▸ Requirements: Rewrite all of the data below in full, requests included, and multiply every point coordinate in the answers by 1.2. Round each result to a whole number, with halves rounded up.

▸ Exercise inputs:

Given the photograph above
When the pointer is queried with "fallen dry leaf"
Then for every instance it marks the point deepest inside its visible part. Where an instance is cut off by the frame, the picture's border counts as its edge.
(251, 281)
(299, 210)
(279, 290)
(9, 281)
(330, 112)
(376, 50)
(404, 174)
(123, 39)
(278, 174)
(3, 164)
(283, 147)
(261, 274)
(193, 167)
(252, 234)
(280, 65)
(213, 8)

▸ Task response:
Given the photograph above
When the pointer is queried with "fallen dry leaf"
Then for every instance it marks the point deepest inside its visible part. Where an instance is cut off by the frame, the picture's border counts as its edge.
(301, 337)
(359, 252)
(335, 348)
(11, 337)
(396, 134)
(451, 60)
(485, 209)
(148, 47)
(334, 209)
(4, 197)
(340, 176)
(313, 329)
(232, 200)
(302, 281)
(336, 78)
(256, 10)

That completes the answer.